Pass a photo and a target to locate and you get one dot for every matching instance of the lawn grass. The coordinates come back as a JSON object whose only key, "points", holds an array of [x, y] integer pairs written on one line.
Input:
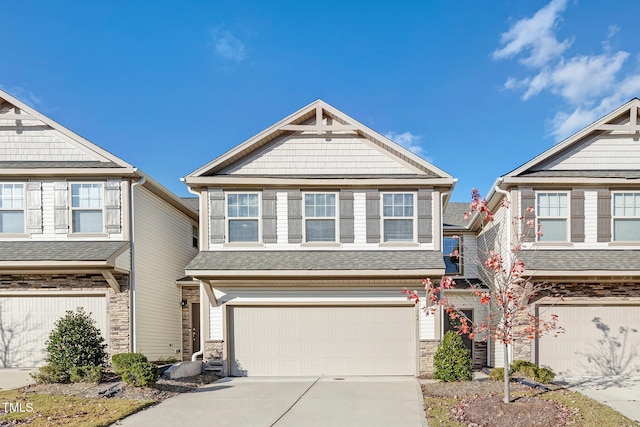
{"points": [[590, 412], [49, 410]]}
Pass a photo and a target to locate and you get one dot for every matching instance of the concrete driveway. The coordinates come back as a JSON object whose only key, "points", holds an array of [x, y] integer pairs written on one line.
{"points": [[292, 402], [622, 393]]}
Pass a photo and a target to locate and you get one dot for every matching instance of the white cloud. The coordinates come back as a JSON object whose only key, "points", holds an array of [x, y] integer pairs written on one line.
{"points": [[227, 46], [590, 86], [535, 36], [408, 140]]}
* * * * * * *
### About this exercise
What you print must match the entries exactly, except that no pictures appear.

### Task solution
Pass a photo and a target to locate and you get one dot for every matching instance of the lawn grass. The coordinates come back as a JSON object whose only key, "points", holds an array of [x, y] integer pairs written on one line.
Input:
{"points": [[590, 412], [49, 410]]}
Pass a photo and a target to locate and you get one dot for every matching instance of the concrete driveway. The coordinates come back as a JSON object whose only key, "points", holds an array of [x, y] integer pairs written on one line.
{"points": [[292, 402], [622, 393]]}
Pass a photo and a target to locate and you get one dot for every matching instance of the white cloud. The coordinates come back as a JSON object whose only key, "points", holds an array of [x, y] integer pairs written on one line.
{"points": [[227, 46], [590, 86], [535, 36], [408, 140]]}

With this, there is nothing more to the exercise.